Supplied passage
Iranian training aircraft

The HESA Yasin (یاسین) is an Iranian training jet unveiled on 17 October 2019. It is primarily designed for training fighter pilots, though it may also be used for close air support missions.

Developed by specialists within the Iranian Armed Forces, the Yasin is intended to enhance the training capabilities of Iran's air forces.

== History ==
The Yasin Trainer Jet is an Iranian-developed aircraft designed for military training purposes. On 1 December 2023, the final prototype of the Yasin successfully completed its first flight, marking a significant milestone in its development and the Iranian aerospace industry.

The initial version of the Yasin Trainer Jet was unveiled in 2019. On 20 March 2023, the new and production-standard prototype of the Yasin was unveiled, and its production line was officially launched. On 9 September 2023, the aircraft successfully completed its taxi test.

==Design==
The weight of Yasin is 5.5 tons and can fly up to 1200 kilometers. The wing's design enables the jet to land and take-off at a speed of at least 200 km/h. The length of this aircraft is 12 meters and its height is 4 meters. Arming Yasin trainer jets for close air support is being considered.

== Crash incident ==
One of the two pre-production prototypes of the Yasin, which was scheduled to be displayed at the Kish Air Show in December 2024, crashed during a test flight on December 5, 2024. The crash occurred due to navigational issues and a collision with the Firouzabad Mountains. The two pilots on board, Colonel Hamidreza Ranjbar and Colonel Manouchehr Pirzadeh, died in the accident.

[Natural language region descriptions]
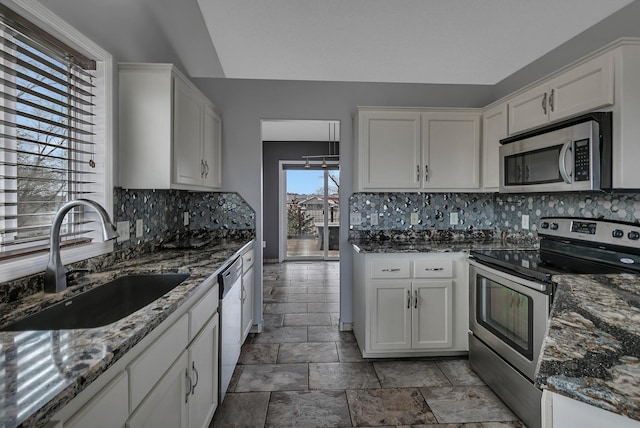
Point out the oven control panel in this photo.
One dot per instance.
(591, 230)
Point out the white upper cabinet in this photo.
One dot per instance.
(390, 147)
(580, 89)
(170, 133)
(450, 151)
(494, 129)
(417, 149)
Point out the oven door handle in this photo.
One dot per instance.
(562, 166)
(539, 286)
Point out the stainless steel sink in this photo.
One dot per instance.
(101, 305)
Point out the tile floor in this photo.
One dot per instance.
(302, 372)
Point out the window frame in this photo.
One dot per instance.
(45, 19)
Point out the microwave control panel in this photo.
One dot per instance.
(594, 230)
(581, 160)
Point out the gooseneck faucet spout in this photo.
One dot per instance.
(55, 279)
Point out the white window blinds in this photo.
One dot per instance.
(48, 155)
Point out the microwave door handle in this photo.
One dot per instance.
(562, 166)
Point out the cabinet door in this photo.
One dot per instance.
(390, 315)
(432, 317)
(108, 409)
(203, 366)
(451, 150)
(583, 88)
(390, 146)
(166, 404)
(494, 129)
(187, 135)
(212, 148)
(247, 303)
(529, 109)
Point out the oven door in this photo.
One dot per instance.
(509, 314)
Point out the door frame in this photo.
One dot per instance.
(282, 215)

Exercise requirements
1 > According to the passage on the HESA Yasin, on what date did the final prototype complete its first flight?
2 > List every measurement that the Design section of the passage on the HESA Yasin gives for the aircraft.
3 > From the passage on the HESA Yasin, reproduce the stretch from "The initial version" through "its taxi test.".

Solutions
1 > 1 December 2023

2 >
- Weight: 5.5 tons
- Range: up to 1200 kilometers
- Landing and take-off speed: at least 200 km/h
- Length: 12 meters
- Height: 4 meters

3 >
The initial version of the Yasin Trainer Jet was unveiled in 2019. On 20 March 2023, the new and production-standard prototype of the Yasin was unveiled, and its production line was officially launched. On 9 September 2023, the aircraft successfully completed its taxi test.